▸ **TEXT ZUM LESEN**:
Angst vor Differenz und Reinheitsphantasien

Die Institution Männerbund ist ein „Zusammenschluss der Identischen“1. Er ist Ausdruck der Angst vor Differenz im Allgemeinen und vor der Geschlechterdifferenz im Besonderen. Die Mitglieder des Männerbunds nehmen die Existenz von Differenzen und Widersprüchen als Bedrohung wahr, da sie dem Wunsch nach Vereinheitlichung, nach völliger Konflikt- und Widerspruchsfreiheit entgegensteht. Angstbesetzt sind für den Männerbündler daher insbesondere ‘die Frau’ und ‘das Weibliche’, aber auch grundsätzlich alles Abweichende, Unverstandene, Nichtidentische. Die mannmännliche Vergemeinschaftung dient der Abwehr dieser Angst.

▸ **KURZE AUFGABE**: Können Sie den Absatz, der mit „Die Institution Männerbund ist ein“ beginnt, im Text über den Männerbund als knappe Stichpunktliste wiedergeben und dabei seine wichtigsten Aussagen beibehalten? Die Einträge sind eigenständiges Material und gehören nicht zum Text.

(Gespeicherte Daten)
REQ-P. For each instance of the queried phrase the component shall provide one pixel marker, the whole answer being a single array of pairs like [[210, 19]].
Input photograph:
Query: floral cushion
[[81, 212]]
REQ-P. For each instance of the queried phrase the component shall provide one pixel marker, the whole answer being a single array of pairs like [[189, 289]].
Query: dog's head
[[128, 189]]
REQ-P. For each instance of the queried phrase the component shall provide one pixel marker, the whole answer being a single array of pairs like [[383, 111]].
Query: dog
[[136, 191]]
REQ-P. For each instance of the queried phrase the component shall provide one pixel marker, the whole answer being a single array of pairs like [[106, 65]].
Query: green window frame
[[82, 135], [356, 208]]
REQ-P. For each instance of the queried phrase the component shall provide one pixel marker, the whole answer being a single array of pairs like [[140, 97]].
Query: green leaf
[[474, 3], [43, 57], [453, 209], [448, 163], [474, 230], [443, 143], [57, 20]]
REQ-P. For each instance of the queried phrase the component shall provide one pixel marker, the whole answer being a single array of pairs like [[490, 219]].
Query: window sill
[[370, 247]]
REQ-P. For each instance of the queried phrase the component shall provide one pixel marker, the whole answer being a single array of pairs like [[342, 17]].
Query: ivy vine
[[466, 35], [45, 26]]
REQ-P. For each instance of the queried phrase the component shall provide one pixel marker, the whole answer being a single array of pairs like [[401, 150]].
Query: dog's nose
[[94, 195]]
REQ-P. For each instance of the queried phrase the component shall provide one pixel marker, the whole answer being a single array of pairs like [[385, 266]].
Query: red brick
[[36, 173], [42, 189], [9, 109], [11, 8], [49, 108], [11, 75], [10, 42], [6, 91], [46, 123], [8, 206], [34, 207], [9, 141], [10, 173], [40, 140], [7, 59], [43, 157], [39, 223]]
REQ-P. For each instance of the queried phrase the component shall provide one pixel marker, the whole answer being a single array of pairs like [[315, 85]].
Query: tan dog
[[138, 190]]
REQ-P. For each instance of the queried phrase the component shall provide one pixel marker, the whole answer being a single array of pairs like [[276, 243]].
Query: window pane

▸ **FERTIGE ANTWORT**:
- Der Männerbund ist ein „Zusammenschluss der Identischen“.
- Er drückt Angst vor Differenz aus, allgemein und besonders vor der Geschlechterdifferenz.
- Seine Mitglieder sehen Differenzen und Widersprüche als Bedrohung, weil diese dem Wunsch nach Vereinheitlichung und völliger Konflikt- und Widerspruchsfreiheit entgegenstehen.
- Angstbesetzt sind vor allem ‘die Frau’ und ‘das Weibliche’, grundsätzlich aber alles Abweichende, Unverstandene und Nichtidentische.
- Die mannmännliche Vergemeinschaftung dient der Abwehr dieser Angst.